• _ARTICLE_
※
We all know that life (especially over the last couple of years) can be stressful. Stress can be bad for everyone, but for men over 50 like us, it can have a devastating impact on both our physical and mental health wellbeing. From personal experience, I can say that swimming is a great way to de-stress both physically and mentally. A dip in the pool can release those feel-good endorphins associated with working out.

5. Weight Loss

Swimming not only makes you fitter, stronger and more flexible but boosts your metabolism and burns calories. The amount burned will depend on how much you weigh and how fast you swim. Energy expenditure in water can be up to 4x higher over a given distance than the same distance run on land.


Swimming Lessons for Adults

Although I started to swim at school it's never too late to learn. Swimming lessons are available at most pools. If you can’t swim at all, then obviously you'll need lessons, but even if you can swim, having a swimming coach to improve your technique makes a big difference in how much you get out of your time in the water. Swimming lessons provide a framework to monitor progress and get a constant feedback loop, which helps keep you motivated and on target to hit your fitness goals.
※
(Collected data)
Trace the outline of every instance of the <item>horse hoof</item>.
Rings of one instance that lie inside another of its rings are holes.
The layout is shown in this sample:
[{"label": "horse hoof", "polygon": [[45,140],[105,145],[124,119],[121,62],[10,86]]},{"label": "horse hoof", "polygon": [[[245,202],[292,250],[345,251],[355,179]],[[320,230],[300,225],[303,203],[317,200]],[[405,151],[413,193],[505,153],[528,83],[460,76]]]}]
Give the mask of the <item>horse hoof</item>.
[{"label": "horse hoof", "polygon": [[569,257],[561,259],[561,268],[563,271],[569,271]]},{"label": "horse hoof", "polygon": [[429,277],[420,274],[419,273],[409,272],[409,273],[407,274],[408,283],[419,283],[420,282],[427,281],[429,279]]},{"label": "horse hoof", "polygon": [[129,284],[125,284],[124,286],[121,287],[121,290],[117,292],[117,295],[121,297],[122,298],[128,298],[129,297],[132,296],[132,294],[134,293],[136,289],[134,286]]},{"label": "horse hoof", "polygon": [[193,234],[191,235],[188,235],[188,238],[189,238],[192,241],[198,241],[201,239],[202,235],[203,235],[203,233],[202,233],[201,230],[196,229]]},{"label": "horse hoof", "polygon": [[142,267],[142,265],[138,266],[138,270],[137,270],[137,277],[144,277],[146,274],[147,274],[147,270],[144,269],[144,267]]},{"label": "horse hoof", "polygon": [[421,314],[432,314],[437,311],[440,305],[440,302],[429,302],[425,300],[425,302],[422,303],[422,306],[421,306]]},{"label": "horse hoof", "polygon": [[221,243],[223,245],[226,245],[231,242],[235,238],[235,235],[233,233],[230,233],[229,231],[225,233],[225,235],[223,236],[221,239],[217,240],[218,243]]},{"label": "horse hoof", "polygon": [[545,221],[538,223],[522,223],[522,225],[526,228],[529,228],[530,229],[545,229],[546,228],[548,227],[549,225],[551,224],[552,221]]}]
※
• _SHORT TASK 1_
Translate this sentence from the swimming article into Spanish: "Swimming lessons are available at most pools."
• _SHORT TASK 2_
Resume the article on swimming for men over 50, picking up after its last sentence.

• _EXERCISE OUTPUT 1_
Hay clases de natación disponibles en la mayoría de las piscinas.

• _EXERCISE OUTPUT 2_
Note: Whether you have an underlying health condition, or not as with any new exercise check with your doctor before you start.

That's it. If you fancy taking the plunge when the pools open, remember to check with your doctor, take it easy and enjoy yourself.

To find pools near you, use https://www.nhs.uk/service-search/Sports-and-Fitness/LocationSearch/1795 or contact your local authority.

Make today the day – and have fun!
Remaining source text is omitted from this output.